++++ PROVIDED PASSAGE
Friday, June 15, 2007

The sickness....

This sickness had me in its grips yesterday, had me lying on the couch in agony thinking that this is it. My number is up, and the angels are going to start singing me home before I get to find out what happens on this year's Canadian Idol.

I woke up yesterday morning, after having gone to the hospital Wednesday night in search of health, hacking up a large quantity of nastiness that for sure was going to be the death of me. I can't stand grossness in any of its forms, and when other people do gross things like cough or hack or breathe near me, I sometimes have to leave the room and cry. When my body turns against me and begins to perform such disgusting functions as coughing, I feel the need to apologize to all those around me, including Copernicus and Dixie, because no one should ever be subjected to someone else's nast.
++++++++
» **TASK STATEMENT**
Decide whether each statement below agrees with the post about being sick, answering yes or no and quoting the words of the post that settle it.
1. The writer went to the hospital on Wednesday night.
2. The writer stays calm when other people cough nearby.
3. The writer spent yesterday lying on the couch.
++++ INFORMATION GIVEN
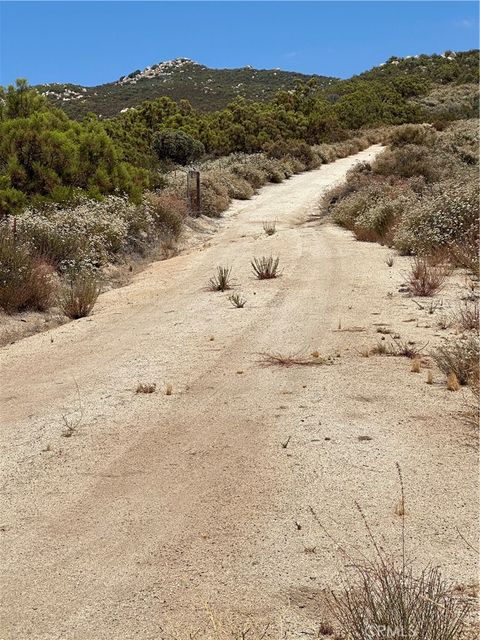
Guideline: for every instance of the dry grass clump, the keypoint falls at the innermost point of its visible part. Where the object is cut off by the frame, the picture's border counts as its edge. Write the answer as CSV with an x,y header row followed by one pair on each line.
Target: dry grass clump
x,y
270,227
266,268
237,300
214,196
385,598
460,356
148,387
26,282
426,277
78,296
169,213
221,281
467,317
++++++++
» **RESPONSE TO THIS TASK**
1. Yes: "after having gone to the hospital Wednesday night in search of health"
2. No: "when other people do gross things like cough or hack or breathe near me, I sometimes have to leave the room and cry"
3. Yes: "had me lying on the couch in agony"